**対象テキスト**

--------------------------------

生産資材高騰を危惧 3年ぶり農業振興対策協議会 水活見直しで意見交換 JAとまこまい

  • ニュース, 白老・胆振東部・日高
  • 2022年7月1日

 とまこまい広域農業協同組合(宮田広幸組合長)は6月30日、東胆振1市4町の首長らと意見を交わす「農業振興対策協議会」を苫小牧市の日胆農業会館で開いた。肥料、飼料、燃料など生産資材の価格高騰、国による水田活用直接支払交付金(以下水活)の見直しなど、生産者を取り巻く厳しい環境への認識を共有し、JAと行政の連携強化を再確認した。

 同JA管内で毎年、開催地を変えて開いているが、新型コロナウイルス感染拡大の影響で2020年、21年と中止したため、3年ぶりの開催となった。同JAや管内1市4町をはじめ、道、JA北海道中央会など関係者約30人が出席。宮田組合長は開会あいさつで「生産資材の高騰、水活見直しなど米政策の転換、低金利政策の長期化など厳しい情勢だが、組合員の所得向上、農業の振興にいっそう努力する」と強調した。

--------------------------------

**分析用データ**
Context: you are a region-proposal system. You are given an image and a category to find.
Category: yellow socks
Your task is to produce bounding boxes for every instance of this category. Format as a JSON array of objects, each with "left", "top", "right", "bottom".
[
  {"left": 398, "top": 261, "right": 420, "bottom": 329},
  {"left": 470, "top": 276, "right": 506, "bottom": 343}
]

--------------------------------

**課題の要件**
農業振興対策協議会の記事から、「とまこまい広域農業協同組合(宮田広幸組合」で始まり「行政の連携強化を再確認した。」まで続く部分を、一字も変えずに書き写す。

**最終回答**
とまこまい広域農業協同組合(宮田広幸組合長)は6月30日、東胆振1市4町の首長らと意見を交わす「農業振興対策協議会」を苫小牧市の日胆農業会館で開いた。肥料、飼料、燃料など生産資材の価格高騰、国による水田活用直接支払交付金(以下水活)の見直しなど、生産者を取り巻く厳しい環境への認識を共有し、JAと行政の連携強化を再確認した。